-- start --

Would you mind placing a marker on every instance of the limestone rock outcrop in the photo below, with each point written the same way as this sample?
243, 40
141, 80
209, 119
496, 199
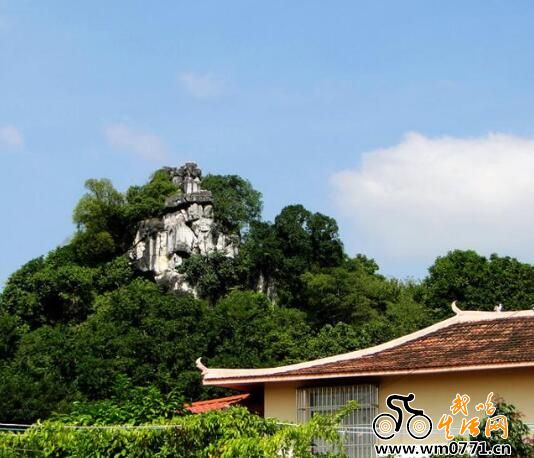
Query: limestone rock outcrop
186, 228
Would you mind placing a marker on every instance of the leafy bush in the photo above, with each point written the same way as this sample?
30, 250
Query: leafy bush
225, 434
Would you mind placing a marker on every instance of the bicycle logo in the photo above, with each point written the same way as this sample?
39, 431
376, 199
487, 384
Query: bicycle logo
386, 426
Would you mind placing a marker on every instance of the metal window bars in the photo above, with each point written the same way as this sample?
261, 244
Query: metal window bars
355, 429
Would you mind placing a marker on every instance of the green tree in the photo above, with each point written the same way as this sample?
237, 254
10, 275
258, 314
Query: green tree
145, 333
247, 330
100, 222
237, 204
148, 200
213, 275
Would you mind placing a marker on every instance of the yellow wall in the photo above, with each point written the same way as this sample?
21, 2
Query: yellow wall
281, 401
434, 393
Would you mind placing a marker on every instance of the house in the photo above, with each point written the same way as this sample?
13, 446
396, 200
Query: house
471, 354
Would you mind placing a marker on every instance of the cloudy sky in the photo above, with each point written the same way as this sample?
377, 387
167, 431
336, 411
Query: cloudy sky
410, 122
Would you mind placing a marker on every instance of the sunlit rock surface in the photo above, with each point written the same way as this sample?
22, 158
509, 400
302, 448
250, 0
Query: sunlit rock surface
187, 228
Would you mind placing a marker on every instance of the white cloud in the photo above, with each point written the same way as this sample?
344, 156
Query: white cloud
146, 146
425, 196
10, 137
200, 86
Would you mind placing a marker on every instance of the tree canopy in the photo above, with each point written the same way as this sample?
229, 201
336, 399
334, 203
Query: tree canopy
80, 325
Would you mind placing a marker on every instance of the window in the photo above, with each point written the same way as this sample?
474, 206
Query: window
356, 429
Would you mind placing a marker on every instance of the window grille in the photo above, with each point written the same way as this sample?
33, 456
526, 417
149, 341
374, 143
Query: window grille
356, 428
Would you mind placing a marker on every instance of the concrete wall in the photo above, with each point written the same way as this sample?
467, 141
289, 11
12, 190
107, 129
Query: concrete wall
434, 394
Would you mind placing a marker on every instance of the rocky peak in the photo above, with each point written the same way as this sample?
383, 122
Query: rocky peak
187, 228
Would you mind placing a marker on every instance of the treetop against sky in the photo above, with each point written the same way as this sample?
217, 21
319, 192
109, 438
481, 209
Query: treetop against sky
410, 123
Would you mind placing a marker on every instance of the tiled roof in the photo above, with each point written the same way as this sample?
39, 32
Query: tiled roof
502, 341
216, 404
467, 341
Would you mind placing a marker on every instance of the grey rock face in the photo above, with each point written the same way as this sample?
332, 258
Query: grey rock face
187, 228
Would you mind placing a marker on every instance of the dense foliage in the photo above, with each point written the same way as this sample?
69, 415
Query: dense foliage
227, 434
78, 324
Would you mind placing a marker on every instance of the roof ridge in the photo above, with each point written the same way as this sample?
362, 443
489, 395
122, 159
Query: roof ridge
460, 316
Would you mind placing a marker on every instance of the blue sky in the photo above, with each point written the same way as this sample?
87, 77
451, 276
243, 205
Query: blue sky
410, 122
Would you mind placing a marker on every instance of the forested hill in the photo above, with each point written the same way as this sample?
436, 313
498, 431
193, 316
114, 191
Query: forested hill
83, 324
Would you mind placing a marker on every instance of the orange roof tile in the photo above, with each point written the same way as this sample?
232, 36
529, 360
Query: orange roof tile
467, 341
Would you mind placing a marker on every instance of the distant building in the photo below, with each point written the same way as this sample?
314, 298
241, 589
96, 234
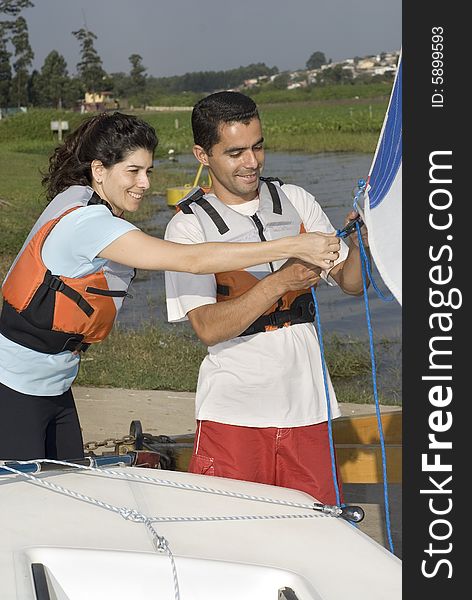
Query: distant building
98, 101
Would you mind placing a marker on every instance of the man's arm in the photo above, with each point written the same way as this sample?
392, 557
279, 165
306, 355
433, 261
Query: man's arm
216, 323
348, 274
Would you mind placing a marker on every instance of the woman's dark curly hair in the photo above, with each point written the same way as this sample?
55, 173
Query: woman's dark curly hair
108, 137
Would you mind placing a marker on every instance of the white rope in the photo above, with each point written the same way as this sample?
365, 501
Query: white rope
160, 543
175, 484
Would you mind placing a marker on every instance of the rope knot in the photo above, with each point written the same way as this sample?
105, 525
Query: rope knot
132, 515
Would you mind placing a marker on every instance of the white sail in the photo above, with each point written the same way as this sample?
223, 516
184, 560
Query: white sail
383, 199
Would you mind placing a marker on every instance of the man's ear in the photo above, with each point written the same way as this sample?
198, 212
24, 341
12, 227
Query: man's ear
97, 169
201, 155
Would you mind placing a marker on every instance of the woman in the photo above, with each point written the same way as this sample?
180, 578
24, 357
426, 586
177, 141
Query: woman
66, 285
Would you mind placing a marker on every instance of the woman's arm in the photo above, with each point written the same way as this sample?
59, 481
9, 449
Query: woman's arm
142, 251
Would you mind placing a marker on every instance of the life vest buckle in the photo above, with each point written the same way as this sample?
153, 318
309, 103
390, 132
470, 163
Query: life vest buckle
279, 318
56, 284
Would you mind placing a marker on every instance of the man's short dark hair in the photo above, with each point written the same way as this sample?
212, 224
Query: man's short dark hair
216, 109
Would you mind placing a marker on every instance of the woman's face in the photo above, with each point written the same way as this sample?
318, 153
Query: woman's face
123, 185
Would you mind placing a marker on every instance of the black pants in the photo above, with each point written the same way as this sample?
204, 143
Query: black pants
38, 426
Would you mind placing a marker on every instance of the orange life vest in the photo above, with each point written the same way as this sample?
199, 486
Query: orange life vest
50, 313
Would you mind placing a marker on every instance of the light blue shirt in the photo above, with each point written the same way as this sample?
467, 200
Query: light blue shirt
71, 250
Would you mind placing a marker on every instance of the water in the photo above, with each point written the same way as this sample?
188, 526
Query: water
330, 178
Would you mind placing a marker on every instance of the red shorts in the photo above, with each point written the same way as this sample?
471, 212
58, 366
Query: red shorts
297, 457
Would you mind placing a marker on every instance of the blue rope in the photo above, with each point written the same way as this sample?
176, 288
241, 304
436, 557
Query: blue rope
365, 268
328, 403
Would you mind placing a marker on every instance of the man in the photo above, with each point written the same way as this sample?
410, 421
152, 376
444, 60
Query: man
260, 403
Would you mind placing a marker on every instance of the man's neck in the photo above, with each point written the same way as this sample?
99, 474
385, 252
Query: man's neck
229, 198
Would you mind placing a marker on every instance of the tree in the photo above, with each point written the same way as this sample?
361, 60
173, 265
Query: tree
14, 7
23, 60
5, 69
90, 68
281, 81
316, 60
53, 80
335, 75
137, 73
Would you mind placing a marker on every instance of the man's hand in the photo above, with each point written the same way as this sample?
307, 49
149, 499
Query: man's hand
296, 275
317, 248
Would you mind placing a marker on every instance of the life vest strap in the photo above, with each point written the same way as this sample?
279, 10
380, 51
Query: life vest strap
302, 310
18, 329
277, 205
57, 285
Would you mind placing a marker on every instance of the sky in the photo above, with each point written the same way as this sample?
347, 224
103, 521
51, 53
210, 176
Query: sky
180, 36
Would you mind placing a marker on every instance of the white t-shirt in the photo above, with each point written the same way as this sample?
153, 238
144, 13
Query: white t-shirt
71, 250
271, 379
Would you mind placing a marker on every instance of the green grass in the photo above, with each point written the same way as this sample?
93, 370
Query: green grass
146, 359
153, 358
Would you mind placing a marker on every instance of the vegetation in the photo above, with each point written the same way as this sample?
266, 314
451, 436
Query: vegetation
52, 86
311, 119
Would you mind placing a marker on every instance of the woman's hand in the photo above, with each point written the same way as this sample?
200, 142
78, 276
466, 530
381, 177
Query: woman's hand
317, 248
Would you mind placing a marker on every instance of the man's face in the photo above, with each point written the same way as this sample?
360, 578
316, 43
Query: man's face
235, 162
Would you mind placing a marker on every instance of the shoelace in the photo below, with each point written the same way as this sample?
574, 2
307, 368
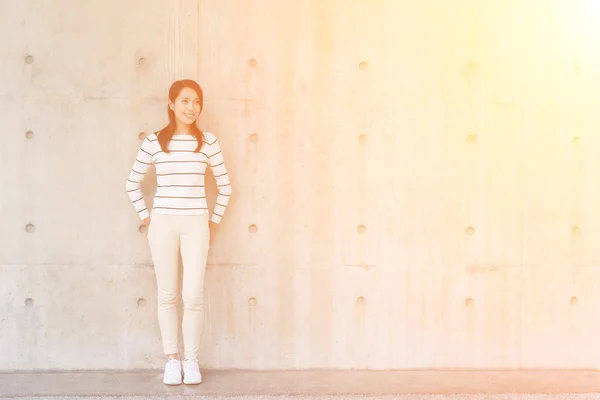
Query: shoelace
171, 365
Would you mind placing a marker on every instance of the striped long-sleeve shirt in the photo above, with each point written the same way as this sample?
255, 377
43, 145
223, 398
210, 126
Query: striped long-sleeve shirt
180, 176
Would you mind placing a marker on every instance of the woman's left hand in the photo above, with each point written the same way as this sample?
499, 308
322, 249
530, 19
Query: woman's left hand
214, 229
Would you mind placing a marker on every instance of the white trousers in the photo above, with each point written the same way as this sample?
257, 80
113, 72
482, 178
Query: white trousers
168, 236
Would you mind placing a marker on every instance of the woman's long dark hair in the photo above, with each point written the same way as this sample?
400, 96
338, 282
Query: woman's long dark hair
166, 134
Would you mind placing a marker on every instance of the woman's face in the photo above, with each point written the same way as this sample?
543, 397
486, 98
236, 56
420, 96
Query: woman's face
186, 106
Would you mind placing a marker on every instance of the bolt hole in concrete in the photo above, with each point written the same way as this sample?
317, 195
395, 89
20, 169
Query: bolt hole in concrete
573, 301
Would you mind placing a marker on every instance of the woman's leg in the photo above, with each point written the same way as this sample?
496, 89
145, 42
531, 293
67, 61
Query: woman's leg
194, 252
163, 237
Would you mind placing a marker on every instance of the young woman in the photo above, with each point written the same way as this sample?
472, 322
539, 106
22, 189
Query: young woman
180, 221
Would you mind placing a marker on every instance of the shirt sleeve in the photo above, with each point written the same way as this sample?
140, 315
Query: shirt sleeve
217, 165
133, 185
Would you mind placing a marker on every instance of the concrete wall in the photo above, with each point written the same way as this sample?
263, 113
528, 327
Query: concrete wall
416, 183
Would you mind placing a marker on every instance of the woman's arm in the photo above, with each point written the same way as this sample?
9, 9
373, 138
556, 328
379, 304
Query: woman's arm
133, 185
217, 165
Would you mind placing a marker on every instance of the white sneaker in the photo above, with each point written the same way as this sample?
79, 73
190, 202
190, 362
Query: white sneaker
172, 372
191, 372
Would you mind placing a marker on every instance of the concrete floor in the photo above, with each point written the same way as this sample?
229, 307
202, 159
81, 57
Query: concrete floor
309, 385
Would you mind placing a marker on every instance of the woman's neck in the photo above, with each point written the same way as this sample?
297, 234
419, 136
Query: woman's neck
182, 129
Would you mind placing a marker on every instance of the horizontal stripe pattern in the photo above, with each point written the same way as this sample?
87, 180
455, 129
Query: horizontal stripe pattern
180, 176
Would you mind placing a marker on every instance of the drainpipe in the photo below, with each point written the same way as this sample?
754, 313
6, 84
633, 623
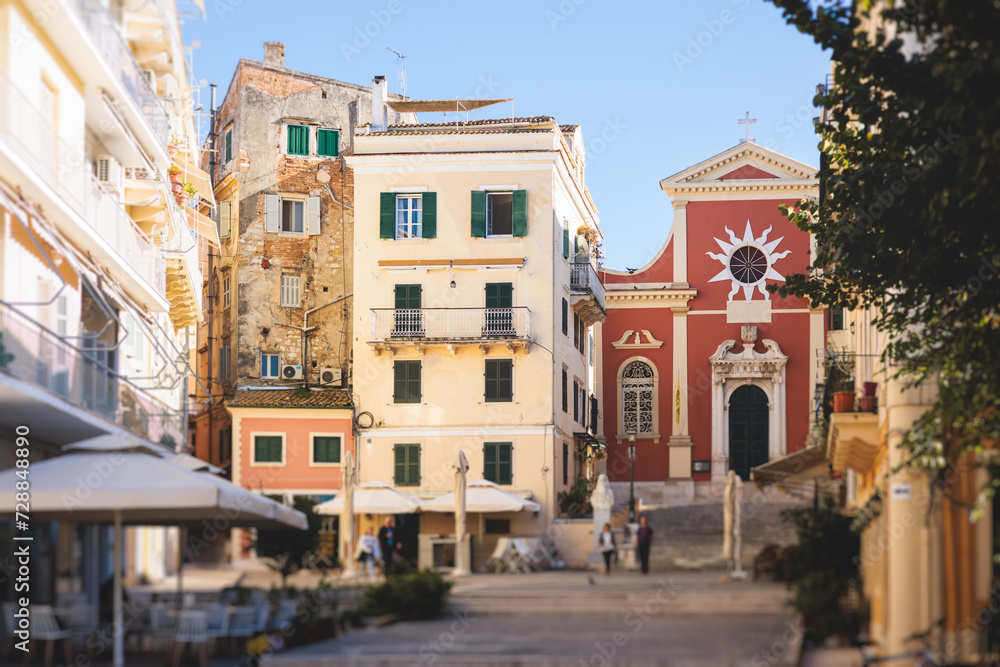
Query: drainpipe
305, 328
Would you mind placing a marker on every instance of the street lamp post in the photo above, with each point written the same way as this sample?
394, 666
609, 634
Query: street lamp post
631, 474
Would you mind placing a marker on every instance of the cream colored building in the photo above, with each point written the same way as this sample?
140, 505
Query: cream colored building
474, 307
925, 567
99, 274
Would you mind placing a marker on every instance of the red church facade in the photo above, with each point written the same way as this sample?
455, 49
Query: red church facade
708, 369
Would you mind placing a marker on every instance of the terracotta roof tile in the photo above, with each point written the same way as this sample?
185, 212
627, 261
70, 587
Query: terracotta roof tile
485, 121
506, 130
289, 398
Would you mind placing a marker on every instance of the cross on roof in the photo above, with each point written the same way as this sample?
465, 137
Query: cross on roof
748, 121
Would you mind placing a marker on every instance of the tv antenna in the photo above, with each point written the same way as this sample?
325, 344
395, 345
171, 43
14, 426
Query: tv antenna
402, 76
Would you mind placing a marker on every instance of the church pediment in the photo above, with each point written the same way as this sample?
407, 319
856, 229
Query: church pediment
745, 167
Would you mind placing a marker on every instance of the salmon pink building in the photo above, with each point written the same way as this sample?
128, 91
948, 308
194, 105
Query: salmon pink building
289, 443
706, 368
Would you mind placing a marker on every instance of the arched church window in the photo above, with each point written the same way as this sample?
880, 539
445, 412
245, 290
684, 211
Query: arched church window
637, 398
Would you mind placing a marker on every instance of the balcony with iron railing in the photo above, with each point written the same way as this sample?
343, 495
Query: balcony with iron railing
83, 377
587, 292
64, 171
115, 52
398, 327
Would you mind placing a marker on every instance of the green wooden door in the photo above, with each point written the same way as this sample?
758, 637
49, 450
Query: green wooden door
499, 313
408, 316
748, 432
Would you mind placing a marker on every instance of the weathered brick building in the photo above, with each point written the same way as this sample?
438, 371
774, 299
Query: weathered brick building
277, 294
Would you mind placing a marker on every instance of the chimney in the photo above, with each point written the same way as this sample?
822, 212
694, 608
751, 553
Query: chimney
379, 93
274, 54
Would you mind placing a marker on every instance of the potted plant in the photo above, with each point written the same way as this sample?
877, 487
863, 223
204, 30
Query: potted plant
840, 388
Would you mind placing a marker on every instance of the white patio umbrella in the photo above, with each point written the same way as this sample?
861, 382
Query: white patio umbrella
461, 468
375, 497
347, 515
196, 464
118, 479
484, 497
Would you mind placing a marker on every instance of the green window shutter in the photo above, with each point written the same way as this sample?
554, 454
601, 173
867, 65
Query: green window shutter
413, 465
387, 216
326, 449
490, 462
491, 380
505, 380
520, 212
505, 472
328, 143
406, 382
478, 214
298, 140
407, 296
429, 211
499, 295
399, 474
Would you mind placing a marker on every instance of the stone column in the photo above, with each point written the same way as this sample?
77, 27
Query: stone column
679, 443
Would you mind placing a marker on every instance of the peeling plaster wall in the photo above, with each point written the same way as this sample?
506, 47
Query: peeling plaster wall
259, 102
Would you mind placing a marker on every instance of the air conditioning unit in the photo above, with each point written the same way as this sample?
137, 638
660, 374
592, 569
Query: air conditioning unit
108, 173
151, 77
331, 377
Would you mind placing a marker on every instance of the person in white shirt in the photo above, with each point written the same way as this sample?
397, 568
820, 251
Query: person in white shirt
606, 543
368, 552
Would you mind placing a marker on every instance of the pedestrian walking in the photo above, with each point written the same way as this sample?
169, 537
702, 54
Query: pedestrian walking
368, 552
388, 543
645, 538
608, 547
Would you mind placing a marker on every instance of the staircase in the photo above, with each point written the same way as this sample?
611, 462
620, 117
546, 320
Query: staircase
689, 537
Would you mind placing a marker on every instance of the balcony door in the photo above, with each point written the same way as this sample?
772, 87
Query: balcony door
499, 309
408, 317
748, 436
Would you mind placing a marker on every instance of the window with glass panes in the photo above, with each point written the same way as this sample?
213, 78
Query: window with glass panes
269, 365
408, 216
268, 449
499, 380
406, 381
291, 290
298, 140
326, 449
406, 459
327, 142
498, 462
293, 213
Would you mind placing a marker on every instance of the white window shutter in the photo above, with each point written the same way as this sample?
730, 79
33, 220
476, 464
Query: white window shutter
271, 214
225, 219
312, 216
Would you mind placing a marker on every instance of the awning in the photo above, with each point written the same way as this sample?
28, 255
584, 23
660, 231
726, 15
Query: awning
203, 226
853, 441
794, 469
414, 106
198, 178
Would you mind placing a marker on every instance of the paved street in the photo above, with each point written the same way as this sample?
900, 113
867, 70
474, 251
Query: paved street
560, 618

-- end --

WRITTEN INSTRUCTION - Reproduce exactly, with nothing added, the lines from the one that contains "the white window" to the end of the data.

ANSWER IN FULL -
Would you mind placing a marker on every instance of the white window shutter in the photo above, with each point written the same way as this sample?
730, 79
33, 220
476, 464
Query: white window shutter
271, 214
225, 219
312, 216
Would you mind placing a marker on every instance of the awning in the photo above, with each point written the same way as this sample?
28, 255
584, 23
660, 231
726, 15
Query: awning
203, 226
853, 441
794, 469
414, 106
198, 178
Would you mind placing a marker on every instance of the paved street in the photo above, with each point written the same way as this sample?
900, 113
867, 70
474, 251
Query: paved street
560, 618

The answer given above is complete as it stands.